(Beginning of Text block)

Figure: Dynamic Imaging of Optical Highlighter Fluorescent Proteins by Confocal Microscopy

This figure demonstrates the use of optical highlighter fluorescent proteins (FPs) for tracking protein dynamics and organelle behavior in living cells using laser scanning confocal microscopy.

(A–C) Photoactivation of mPA-GFP fused to actin in opossum kidney (OK) epithelial cells. (A) A circular region of interest is illuminated at 405 nm for 5 seconds (t = 0 min). (B) At t = 5 min, the activated actin redistributes toward membrane ruffles as fluorescence decreases in the initial activation zone. (C) By t = 60 min, fluorescence intensity increases in ruffles, cytoplasmic actin pools, and the filamentous actin network, illustrating cytoskeletal remodeling.

(D–F) Photoconversion of mitochondria labeled with tdEos in rabbit kidney (RK-13) epithelial cells. (D) A single mitochondrion is photoconverted from green to red fluorescence using 405 nm illumination (t = 0 min). (E) At t = 10 min, a non-converted (green) mitochondrion approaches the converted one. (F) By t = 20 min, cargo exchange between mitochondria is observed, highlighting mitochondrial interaction and content mixing.

(G–I) Analysis of lamellipodia dynamics using Dendra2 fused to actin in OK cells. (G) A selected region is photoconverted to red fluorescence at 405 nm (t = 0 min). (H) At t = 20 min, photoconverted actin reveals podosome formation and leading-edge remodeling. (I) At t = 45 min, lamellipodial retraction occurs alongside increased podosome formation and emergence of a new leading edge.

(J–L) Photoswitching of actin labeled with Dronpa in rat thoracic aorta (A7r5) myoblasts. (J) The actin cytoskeleton is initially imaged with 488 nm excitation (t = 0 min). (K) After switching the fluorescence off at 488 nm, a defined region (“FV10”) is reactivated using 405 nm light (t = 3 min). (L) The reactivated region is subsequently photobleached during continued imaging at 488 nm.

Together, these experiments illustrate how photoactivation, photoconversion, and photoswitching strategies enable precise spatial and temporal tracking of cytoskeletal dynamics and organelle interactions in live-cell imaging.

4. Challenges & Future Directions

Despite extensive progress, several challenges remain at the forefront of FP research:

  • Photostability vs. brightness trade-off: Red and far-red FPs often have lower brightness or maturation efficiency than green variants.

  • Monomerization: Many natural coral-derived proteins require mutagenesis to avoid oligomerization, which can disrupt fusion protein function.

  • Expanding spectral range: Development of near-infrared and multiplexable fluorescent tags continues to be a priority for deep tissue imaging and high-dimensional microscopy.

Recent research in infrared fluorescent proteins and genetically encoded Raman probes points toward future capabilities beyond traditional fluorescence.

(End of Text block)
(Beginning of Dataset extract)

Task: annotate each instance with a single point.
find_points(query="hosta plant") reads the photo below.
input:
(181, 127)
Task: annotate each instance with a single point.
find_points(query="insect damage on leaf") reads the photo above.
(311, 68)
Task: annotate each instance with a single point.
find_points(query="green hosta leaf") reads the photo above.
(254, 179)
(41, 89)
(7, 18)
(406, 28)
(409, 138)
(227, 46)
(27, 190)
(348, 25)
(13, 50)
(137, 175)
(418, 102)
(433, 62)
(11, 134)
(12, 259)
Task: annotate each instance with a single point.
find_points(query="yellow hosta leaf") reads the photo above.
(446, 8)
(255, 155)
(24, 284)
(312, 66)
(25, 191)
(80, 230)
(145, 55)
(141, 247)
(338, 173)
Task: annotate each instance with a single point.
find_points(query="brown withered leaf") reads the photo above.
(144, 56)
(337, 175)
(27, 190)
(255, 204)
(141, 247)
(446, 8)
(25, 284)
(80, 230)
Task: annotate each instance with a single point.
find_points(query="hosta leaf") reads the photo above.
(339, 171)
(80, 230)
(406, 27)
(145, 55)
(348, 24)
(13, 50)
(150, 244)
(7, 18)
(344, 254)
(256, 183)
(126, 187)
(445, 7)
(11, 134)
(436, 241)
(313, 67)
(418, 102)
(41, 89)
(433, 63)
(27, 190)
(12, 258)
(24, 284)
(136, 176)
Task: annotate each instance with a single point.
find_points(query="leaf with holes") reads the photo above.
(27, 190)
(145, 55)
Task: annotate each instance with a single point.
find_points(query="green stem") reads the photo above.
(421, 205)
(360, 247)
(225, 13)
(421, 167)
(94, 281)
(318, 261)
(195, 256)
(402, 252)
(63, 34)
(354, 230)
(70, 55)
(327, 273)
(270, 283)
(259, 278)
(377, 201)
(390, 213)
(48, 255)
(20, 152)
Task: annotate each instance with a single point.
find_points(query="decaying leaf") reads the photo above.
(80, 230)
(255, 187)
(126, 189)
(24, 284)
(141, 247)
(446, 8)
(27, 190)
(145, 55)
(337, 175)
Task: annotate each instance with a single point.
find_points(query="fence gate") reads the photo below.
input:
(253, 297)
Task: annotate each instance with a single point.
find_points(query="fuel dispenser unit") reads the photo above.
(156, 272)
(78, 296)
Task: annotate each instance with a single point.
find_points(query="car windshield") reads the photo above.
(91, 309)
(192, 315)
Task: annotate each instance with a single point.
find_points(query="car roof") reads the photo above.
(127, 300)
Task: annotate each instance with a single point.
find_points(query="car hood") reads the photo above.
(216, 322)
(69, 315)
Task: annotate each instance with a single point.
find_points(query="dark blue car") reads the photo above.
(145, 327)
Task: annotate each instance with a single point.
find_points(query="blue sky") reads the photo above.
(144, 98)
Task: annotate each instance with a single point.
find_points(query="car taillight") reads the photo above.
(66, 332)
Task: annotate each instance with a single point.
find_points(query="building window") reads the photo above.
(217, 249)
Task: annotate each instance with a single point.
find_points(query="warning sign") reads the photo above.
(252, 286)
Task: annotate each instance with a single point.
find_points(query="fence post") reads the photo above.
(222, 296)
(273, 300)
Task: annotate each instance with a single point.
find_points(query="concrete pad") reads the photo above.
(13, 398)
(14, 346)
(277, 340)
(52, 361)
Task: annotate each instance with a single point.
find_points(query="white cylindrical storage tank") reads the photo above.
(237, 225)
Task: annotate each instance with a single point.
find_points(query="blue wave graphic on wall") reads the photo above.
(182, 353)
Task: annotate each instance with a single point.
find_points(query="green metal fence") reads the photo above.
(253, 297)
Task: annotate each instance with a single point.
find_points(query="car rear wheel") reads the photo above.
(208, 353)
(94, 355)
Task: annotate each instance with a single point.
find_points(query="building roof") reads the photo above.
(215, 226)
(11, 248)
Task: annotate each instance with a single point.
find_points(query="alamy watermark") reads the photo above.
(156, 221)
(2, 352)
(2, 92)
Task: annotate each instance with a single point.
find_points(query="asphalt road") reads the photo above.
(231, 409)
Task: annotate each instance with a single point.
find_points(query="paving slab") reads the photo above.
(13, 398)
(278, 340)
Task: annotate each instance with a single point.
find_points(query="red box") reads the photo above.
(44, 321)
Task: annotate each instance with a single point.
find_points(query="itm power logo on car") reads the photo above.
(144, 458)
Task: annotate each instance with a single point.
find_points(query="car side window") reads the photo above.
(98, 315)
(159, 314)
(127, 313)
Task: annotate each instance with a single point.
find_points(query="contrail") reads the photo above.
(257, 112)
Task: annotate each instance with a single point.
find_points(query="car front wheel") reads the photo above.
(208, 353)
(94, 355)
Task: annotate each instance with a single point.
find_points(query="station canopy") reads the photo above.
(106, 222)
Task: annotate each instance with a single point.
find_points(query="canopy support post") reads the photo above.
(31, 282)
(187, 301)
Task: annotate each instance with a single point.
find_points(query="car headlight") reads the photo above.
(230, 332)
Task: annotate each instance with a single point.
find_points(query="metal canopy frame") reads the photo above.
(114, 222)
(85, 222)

(End of Dataset extract)

From the text on optical highlighter fluorescent proteins, reproduce the passage that begins at the words "4. Challenges &" and stops after "beyond traditional fluorescence.", putting "goal" in place of "priority".

4. Challenges & Future Directions

Despite extensive progress, several challenges remain at the forefront of FP research:

  • Photostability vs. brightness trade-off: Red and far-red FPs often have lower brightness or maturation efficiency than green variants.

  • Monomerization: Many natural coral-derived proteins require mutagenesis to avoid oligomerization, which can disrupt fusion protein function.

  • Expanding spectral range: Development of near-infrared and multiplexable fluorescent tags continues to be a goal for deep tissue imaging and high-dimensional microscopy.

Recent research in infrared fluorescent proteins and genetically encoded Raman probes points toward future capabilities beyond traditional fluorescence.